Start of EXTRACTED INFORMATION

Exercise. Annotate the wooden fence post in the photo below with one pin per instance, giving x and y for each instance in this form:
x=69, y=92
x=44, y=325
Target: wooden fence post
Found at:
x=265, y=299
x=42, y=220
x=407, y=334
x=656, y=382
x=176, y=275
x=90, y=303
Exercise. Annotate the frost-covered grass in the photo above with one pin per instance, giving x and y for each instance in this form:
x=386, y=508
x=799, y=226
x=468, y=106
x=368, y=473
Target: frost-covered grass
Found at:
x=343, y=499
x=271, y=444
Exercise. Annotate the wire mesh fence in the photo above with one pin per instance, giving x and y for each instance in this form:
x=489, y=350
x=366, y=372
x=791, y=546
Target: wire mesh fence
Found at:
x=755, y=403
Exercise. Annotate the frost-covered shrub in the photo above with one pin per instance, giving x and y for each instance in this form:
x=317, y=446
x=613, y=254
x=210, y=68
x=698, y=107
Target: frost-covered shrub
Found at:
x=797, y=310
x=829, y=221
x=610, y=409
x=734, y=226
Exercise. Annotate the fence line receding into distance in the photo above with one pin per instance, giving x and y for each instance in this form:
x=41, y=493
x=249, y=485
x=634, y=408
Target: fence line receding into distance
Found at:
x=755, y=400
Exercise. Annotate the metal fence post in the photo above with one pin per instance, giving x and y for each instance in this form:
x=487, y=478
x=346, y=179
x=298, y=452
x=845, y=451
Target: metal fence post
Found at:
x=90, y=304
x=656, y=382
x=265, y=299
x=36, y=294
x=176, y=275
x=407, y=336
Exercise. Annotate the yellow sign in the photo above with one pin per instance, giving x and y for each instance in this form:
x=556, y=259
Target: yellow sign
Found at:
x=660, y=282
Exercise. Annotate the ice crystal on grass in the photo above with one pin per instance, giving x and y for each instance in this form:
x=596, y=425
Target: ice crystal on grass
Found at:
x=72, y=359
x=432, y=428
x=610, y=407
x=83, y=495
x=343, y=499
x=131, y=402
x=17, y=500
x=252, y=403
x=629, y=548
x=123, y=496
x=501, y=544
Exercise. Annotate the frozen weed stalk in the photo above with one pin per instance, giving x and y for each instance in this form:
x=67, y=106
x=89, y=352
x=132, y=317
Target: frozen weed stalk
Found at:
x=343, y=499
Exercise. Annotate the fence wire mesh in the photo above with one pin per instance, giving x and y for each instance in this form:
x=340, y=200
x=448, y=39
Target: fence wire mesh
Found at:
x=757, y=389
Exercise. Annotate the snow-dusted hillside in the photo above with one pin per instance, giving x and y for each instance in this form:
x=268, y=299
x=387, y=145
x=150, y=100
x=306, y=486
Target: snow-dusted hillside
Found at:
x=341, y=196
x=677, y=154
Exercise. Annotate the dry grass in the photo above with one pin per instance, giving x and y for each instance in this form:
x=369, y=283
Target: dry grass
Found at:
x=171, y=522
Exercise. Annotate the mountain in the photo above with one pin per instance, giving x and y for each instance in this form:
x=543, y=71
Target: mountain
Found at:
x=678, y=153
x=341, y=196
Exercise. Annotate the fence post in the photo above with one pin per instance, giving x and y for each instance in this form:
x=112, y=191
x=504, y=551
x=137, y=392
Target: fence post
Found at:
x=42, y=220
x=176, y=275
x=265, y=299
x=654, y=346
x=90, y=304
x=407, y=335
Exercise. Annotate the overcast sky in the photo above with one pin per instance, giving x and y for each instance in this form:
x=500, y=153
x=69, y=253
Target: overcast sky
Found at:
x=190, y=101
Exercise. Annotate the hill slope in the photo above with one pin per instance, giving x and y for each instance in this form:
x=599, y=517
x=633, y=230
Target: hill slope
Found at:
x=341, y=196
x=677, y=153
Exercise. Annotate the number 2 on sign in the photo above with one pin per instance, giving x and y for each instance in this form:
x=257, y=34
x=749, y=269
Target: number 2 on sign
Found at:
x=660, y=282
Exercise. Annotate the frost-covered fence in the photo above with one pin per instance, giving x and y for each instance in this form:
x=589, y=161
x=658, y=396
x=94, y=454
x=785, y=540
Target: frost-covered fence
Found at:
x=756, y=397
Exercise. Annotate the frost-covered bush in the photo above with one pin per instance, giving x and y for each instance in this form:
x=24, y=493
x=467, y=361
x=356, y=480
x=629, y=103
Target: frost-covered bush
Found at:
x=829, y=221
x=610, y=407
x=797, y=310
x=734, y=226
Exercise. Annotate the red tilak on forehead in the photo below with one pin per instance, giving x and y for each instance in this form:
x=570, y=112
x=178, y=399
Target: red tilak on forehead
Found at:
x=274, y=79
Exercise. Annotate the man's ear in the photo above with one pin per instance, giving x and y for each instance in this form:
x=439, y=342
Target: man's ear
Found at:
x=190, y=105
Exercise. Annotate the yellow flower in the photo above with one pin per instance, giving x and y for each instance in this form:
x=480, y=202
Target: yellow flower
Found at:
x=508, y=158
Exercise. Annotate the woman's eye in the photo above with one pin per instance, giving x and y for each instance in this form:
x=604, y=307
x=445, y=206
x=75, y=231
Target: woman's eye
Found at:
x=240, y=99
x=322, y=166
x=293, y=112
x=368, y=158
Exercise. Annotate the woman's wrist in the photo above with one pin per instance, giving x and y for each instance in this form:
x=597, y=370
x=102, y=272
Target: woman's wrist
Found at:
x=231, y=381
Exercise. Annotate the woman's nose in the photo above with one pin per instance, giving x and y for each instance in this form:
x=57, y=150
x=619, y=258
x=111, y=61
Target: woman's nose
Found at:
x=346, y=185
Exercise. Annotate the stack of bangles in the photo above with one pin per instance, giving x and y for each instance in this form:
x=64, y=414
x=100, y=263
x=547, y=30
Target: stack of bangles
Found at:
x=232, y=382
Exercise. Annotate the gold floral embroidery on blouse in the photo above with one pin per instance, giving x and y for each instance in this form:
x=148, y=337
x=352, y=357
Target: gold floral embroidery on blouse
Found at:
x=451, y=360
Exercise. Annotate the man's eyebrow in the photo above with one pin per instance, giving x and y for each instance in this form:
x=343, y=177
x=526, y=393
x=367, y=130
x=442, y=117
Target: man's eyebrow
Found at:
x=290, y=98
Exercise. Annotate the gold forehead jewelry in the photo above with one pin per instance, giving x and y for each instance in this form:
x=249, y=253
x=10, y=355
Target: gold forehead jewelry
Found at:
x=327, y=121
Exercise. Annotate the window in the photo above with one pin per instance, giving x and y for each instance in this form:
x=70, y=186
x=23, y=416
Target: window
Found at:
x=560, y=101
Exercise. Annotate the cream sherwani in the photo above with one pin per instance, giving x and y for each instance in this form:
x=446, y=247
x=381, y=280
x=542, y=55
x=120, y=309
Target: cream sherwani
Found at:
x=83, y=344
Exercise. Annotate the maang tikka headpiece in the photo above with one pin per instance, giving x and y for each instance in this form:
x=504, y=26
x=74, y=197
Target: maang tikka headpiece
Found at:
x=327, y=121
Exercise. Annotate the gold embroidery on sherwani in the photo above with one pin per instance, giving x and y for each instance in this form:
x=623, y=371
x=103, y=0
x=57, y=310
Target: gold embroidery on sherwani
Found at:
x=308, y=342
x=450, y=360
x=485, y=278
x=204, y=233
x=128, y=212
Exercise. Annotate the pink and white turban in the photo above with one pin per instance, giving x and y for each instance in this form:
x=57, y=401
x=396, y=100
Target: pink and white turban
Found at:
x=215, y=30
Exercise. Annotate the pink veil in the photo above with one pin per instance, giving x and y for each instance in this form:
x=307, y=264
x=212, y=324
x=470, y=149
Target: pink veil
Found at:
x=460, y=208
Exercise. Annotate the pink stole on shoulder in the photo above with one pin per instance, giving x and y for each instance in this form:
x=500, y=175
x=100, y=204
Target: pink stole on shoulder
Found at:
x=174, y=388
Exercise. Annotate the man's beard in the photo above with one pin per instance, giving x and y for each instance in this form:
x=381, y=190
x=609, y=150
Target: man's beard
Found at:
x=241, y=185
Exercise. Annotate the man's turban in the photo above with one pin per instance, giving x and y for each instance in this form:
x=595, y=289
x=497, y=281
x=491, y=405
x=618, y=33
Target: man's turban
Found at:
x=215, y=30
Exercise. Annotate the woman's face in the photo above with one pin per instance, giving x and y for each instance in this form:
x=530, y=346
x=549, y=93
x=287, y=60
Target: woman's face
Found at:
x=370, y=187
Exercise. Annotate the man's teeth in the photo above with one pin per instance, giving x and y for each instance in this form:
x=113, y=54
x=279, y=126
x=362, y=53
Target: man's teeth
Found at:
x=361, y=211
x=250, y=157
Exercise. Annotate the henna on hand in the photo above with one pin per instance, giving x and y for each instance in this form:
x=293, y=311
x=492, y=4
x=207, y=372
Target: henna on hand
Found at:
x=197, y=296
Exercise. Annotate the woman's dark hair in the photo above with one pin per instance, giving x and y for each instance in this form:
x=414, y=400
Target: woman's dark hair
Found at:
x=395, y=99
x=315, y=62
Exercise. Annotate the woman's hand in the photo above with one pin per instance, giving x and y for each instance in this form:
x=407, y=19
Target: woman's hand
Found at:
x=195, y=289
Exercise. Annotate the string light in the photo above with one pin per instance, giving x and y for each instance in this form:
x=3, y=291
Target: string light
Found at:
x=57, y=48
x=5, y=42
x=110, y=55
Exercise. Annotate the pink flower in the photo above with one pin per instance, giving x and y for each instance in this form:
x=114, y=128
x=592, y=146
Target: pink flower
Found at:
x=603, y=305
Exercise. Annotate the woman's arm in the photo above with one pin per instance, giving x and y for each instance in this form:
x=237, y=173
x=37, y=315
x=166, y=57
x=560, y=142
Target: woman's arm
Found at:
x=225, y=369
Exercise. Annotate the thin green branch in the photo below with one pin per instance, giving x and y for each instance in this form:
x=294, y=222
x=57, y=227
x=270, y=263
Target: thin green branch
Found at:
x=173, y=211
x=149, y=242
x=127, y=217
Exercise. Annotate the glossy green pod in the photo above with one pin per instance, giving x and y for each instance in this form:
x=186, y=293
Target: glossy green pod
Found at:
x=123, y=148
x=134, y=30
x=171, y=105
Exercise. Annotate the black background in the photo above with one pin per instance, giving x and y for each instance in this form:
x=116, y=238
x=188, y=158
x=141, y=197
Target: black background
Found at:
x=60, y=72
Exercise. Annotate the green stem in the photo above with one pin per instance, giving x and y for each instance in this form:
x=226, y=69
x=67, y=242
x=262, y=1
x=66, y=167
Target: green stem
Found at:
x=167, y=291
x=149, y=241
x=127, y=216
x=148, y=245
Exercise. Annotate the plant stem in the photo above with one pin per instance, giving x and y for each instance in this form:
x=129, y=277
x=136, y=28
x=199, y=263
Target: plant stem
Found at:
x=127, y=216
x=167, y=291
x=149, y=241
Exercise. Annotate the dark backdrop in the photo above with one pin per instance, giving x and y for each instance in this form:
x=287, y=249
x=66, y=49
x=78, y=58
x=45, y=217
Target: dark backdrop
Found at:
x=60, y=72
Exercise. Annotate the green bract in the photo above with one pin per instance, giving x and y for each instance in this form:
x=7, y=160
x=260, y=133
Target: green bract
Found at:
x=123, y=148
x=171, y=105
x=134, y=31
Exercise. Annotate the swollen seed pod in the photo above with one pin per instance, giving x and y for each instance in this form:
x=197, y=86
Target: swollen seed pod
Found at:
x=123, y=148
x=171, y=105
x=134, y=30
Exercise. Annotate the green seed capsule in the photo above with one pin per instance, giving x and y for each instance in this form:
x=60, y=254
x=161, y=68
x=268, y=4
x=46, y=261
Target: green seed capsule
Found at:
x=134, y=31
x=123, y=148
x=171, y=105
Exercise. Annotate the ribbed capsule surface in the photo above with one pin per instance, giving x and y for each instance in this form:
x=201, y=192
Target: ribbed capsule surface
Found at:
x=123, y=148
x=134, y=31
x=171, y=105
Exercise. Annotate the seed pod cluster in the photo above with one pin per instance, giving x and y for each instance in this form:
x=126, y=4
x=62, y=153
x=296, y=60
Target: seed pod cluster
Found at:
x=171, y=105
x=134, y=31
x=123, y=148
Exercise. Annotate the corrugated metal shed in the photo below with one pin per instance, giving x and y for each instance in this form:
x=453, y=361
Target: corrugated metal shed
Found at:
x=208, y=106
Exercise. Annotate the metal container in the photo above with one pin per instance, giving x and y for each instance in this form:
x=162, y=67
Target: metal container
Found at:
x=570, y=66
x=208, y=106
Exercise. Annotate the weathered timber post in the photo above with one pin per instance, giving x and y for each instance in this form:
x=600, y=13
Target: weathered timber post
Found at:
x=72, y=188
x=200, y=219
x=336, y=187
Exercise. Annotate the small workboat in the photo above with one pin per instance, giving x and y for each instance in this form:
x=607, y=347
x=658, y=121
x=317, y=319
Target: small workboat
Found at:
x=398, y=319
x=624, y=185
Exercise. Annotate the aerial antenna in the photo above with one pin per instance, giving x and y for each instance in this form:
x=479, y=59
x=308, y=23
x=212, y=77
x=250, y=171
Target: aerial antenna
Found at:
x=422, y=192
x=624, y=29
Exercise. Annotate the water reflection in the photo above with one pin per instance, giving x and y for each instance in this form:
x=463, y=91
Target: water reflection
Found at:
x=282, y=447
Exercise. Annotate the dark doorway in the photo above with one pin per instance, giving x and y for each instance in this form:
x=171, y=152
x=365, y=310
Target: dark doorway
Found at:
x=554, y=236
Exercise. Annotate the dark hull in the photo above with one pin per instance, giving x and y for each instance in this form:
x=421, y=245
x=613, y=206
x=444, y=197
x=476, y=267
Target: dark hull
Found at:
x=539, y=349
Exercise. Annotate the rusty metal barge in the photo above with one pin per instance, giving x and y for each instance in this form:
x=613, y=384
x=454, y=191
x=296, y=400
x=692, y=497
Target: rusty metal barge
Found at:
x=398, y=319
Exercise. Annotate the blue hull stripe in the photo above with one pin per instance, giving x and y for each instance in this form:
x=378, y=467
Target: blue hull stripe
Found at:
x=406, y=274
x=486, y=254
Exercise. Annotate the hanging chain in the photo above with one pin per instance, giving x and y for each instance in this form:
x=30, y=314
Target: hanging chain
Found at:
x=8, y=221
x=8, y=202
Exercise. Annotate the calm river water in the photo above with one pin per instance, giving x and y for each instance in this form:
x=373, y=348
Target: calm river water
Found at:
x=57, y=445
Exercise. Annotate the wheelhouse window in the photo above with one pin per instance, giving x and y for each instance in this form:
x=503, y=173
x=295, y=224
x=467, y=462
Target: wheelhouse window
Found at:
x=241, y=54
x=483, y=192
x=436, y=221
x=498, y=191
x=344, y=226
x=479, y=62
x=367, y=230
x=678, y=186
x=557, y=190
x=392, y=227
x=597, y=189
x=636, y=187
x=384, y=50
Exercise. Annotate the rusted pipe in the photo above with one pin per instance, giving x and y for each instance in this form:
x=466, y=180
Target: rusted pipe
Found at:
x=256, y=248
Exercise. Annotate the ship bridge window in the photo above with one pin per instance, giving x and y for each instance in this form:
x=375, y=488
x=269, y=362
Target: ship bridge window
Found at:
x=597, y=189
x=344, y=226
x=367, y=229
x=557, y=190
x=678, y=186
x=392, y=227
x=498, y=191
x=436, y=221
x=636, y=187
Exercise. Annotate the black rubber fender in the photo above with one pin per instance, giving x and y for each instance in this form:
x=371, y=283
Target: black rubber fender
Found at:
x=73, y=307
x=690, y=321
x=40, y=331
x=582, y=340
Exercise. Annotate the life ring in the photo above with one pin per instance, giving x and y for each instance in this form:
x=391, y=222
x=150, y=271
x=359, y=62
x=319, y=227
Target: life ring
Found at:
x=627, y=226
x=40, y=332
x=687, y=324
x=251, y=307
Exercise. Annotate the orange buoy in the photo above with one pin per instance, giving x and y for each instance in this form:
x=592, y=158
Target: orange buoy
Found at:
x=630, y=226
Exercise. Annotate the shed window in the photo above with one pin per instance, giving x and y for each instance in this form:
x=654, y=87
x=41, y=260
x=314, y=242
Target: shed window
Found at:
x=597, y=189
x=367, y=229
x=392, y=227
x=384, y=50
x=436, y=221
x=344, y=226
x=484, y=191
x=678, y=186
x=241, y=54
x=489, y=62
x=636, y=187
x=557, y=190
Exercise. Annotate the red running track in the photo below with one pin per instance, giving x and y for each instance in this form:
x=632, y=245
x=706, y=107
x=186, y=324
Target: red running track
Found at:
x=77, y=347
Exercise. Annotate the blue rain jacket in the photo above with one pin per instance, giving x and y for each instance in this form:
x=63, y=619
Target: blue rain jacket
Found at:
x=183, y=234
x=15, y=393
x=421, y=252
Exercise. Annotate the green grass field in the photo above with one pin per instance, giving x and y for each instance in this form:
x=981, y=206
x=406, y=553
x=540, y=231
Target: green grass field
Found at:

End of EXTRACTED INFORMATION

What is the number of lines in the listing above that hold "teeth"? Respond with that number and nothing else.

SOLUTION TO THIS TASK -> 2